● **What the exercise asks**
From the Caledon road safety column below, list every person it names other than the writer.

● **Extract provided**
BEGIN

August 14, 2025 · 0 Comments
by SHERALYN ROMAN
For what I’m sure are obvious reasons, particularly of late, traffic safety continues to be a topic of conversation in Caledon homes, coffee shops and even at Council meetings.
We are at a critical juncture in Caledon. Faced with already maddeningly dangerous roads, rampant illegal truck yards, a focus on rapid new housing builds and either (or both!) new quarries and the filling of lakes with construction debris, there will potentially be hundreds more cars and trucks on already crowded roads not meant to accommodate them. All of which points to Caledon facing a literal road emergency. It doesn’t matter where you live in Caledon, we’re all in this mess together and we need to work together to figure a way out.
Recently, I had the opportunity to meet with Amanda Corbett and Carmela Anzelmo-Palkowski of the CCRSA. Together with Franca Pisani they founded a movement, the Caledon Community Road Safety Advocacy Group, which seems to be gaining traction not just locally but across the country. It’s a movement I have written about before and is focussed on several of the key issues outlined in the opening paragraph. I appreciated their time visiting the little hamlet of Alton which, as local residents will know, is not immune to truck traffic and road safety issues. It was an opportunity for them to see first-hand some of what is happening there and what I learned at the same time is how they have been travelling throughout all the villages and hamlets that comprise Caledon, in an effort to learn how each community is being impacted by traffic and safety issues.
The CCRSA might originally have been born out of frustration concerning illegal truck yards and traffic issues in the south Bolton area, but what they have learned by travelling throughout the region is that “major public safety issues exist across Caledon, and that we are all in this together regardless of the Ward we live in.” They acknowledge the hard work already done through the efforts of other local residents, (Kate Hepworth in Caledon Village comes to my mind, as do the residents who comprise the Alton Village Association) and of local and area Councillors like Christina Early and Lynn Kiernan to address traffic safety and reaffirm that, “everyone has a role to play, that there is so much opportunity to do good things together.” To this layperson, it seems like an uphill battle, but I remain motivated by CCRSA’s optimism and commitment and agree with the sentiment “we can’t stop now.”

END

● **Supplied entries**
BEGIN

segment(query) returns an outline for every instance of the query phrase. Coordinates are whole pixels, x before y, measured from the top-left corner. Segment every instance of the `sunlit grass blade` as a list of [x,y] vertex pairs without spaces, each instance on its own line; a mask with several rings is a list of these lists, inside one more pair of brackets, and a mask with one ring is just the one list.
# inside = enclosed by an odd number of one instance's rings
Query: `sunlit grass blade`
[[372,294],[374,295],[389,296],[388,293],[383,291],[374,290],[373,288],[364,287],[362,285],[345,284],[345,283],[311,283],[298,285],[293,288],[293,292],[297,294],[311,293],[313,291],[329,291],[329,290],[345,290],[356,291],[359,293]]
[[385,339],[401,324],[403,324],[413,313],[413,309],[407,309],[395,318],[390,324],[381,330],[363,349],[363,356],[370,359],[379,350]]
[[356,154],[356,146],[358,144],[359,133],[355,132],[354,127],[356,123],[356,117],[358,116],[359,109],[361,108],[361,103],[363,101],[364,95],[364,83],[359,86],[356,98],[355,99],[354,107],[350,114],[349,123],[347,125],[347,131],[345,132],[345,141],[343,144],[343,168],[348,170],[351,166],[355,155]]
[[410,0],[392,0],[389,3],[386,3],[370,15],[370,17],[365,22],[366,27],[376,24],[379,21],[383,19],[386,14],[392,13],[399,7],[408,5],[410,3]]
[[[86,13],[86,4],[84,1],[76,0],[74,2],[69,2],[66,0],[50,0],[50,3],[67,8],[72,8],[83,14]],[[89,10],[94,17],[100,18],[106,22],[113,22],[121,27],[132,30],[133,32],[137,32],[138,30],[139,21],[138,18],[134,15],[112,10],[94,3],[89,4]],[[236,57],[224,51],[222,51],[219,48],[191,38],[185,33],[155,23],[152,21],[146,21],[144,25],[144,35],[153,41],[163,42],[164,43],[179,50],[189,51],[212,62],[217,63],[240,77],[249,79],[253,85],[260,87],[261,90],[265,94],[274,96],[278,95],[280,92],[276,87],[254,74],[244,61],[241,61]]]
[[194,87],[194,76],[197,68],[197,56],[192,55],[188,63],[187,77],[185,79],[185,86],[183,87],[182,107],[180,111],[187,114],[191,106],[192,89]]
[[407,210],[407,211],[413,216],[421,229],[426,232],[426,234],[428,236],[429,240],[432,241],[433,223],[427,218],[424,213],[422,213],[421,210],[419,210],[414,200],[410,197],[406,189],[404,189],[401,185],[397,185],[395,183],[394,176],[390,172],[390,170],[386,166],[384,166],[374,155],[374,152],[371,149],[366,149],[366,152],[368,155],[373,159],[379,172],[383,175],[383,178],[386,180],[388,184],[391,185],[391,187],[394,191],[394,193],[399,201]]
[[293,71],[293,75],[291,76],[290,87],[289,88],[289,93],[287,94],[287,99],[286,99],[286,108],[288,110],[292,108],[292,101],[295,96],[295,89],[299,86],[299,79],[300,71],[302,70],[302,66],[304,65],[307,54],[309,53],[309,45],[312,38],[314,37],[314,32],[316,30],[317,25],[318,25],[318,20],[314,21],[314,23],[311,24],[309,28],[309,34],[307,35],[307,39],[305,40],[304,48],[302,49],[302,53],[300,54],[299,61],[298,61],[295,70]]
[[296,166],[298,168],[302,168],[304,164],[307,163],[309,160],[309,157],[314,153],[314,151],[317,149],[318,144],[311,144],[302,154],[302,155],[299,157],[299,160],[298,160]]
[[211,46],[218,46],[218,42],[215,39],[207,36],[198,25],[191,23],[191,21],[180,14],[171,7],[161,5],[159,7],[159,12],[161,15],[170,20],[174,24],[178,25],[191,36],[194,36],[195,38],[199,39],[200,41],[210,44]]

END

● **Solution to the problem**
Amanda Corbett
Carmela Anzelmo-Palkowski
Franca Pisani
Kate Hepworth
Christina Early
Lynn Kiernan